利用Hadoop MapReduce实现单词统计——Wordcount

原创 2018年04月16日 20:59:02

Hadoop MapReduce实现单词统计——Wordcount


环境:Centos 7系统+IDEA


本程序是利用IDEA中的Maven来实现的,主要是因为Maven省去了在本地搭建Hadoop环境的麻烦,只需要在配置文件中进行相应的配置即可。如果你还没有安装IDEA,可以参考Linux下如何安装IntelliJ IDEA

(1)新建java Project ,并命名为WordCount。如果不知道如何使用IDEA的Maven新建java工程,可参考利用IDEA的Maven创建第一个java程序

在pom.xml中添加项目所需要的依赖项,内容如下:

<?xml version="1.0" encoding="UTF-8"?>
<project xmlns="http://maven.apache.org/POM/4.0.0"
         xmlns:xsi="http://www.w3.org/2001/XMLSchema-instance"

记录摘录
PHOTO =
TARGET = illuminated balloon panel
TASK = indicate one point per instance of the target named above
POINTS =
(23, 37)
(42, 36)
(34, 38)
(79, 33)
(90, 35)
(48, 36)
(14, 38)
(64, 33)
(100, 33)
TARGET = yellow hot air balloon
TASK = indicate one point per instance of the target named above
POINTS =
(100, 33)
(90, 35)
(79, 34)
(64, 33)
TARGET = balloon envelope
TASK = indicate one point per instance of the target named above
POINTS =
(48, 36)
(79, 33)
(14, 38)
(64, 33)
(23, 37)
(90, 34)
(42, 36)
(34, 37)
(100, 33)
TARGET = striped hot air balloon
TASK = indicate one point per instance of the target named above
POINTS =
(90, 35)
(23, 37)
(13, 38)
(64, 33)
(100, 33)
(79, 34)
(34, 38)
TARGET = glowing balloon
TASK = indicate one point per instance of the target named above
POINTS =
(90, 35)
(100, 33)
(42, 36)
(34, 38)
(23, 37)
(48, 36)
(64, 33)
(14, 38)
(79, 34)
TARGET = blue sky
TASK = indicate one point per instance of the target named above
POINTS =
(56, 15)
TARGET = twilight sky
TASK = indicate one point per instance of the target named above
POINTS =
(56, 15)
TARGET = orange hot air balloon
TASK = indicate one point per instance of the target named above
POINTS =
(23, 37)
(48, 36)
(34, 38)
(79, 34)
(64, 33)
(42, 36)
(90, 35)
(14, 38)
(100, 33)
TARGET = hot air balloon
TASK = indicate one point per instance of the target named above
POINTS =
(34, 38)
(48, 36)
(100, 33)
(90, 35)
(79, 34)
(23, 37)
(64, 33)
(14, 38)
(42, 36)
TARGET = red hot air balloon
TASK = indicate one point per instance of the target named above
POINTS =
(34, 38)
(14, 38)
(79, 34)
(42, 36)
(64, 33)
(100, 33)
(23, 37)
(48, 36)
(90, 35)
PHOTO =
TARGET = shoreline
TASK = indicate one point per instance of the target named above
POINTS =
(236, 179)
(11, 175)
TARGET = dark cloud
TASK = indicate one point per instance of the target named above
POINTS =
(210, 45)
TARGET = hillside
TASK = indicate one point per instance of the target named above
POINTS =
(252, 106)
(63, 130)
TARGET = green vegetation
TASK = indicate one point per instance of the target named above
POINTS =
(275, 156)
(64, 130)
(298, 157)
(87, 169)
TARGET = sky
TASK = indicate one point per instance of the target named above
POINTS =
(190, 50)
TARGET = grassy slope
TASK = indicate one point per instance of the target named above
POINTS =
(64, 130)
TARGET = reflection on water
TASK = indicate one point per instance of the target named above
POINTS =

练习说明
请根据上文关于Hadoop单词统计的文章回答以下问题,每题单独一行作答。
1. 本程序使用的环境是什么?
2. 文中说明选用Maven实现的主要原因是什么?
3. 新建的java项目被命名为什么?

练习结果
1. Centos 7系统加IDEA。
2. Maven省去了在本地搭建Hadoop环境的麻烦,只需在配置文件中进行相应的配置即可。
3. WordCount。